Description of the task ->
Count the lines in the rows below that contain the string "white", treating uppercase and lowercase as different. Give only the number.

(Rows from an annotation dataset)

BEGIN

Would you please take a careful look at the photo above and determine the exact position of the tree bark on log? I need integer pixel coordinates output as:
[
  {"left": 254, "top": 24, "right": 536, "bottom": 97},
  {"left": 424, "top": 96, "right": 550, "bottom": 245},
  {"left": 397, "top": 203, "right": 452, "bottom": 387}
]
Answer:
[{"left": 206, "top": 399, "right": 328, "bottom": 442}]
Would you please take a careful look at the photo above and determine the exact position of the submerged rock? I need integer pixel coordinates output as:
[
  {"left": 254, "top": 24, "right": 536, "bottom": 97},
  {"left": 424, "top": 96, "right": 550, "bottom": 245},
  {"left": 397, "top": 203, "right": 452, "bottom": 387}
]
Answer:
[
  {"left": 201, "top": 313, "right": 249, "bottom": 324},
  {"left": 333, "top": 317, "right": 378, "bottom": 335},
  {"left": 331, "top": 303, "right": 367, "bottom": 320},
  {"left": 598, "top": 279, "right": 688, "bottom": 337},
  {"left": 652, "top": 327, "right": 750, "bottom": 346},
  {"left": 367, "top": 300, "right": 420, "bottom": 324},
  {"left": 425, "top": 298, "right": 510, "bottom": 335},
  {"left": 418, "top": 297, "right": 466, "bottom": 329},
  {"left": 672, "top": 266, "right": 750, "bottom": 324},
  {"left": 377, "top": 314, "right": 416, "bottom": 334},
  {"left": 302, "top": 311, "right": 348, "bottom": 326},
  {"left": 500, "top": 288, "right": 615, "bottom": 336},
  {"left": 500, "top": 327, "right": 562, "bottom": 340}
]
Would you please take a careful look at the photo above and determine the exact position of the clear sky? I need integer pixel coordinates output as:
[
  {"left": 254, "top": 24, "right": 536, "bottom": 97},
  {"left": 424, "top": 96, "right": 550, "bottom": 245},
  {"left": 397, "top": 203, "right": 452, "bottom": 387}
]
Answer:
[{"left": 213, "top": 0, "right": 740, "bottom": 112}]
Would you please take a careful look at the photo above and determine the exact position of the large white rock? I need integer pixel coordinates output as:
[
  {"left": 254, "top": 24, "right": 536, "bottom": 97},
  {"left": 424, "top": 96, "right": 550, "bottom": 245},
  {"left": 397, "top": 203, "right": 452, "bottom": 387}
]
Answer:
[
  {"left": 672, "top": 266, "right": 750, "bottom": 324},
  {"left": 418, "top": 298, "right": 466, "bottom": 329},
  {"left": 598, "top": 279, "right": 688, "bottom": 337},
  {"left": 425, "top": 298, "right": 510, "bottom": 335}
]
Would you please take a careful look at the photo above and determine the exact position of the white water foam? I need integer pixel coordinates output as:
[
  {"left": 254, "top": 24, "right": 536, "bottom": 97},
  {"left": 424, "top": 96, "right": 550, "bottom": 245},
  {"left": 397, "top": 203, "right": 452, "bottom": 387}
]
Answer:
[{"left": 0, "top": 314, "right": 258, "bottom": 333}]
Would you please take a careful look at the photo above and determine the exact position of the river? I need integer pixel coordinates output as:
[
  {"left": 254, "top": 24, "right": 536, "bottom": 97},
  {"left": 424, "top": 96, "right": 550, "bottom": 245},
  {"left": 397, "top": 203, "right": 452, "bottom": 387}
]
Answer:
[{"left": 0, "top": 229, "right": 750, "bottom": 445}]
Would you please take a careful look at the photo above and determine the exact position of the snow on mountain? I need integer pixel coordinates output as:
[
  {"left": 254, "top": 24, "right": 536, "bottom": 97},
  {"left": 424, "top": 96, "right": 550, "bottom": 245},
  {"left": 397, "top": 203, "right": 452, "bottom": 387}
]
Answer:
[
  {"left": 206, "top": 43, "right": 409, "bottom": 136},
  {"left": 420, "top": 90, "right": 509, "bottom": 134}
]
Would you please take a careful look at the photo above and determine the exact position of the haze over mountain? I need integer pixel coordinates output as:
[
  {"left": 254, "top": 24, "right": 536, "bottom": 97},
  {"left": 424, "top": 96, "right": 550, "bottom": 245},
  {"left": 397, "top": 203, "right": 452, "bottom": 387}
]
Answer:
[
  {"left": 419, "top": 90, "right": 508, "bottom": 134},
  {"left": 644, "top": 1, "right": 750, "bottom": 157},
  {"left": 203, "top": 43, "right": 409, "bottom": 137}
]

END

Complete answer ->
2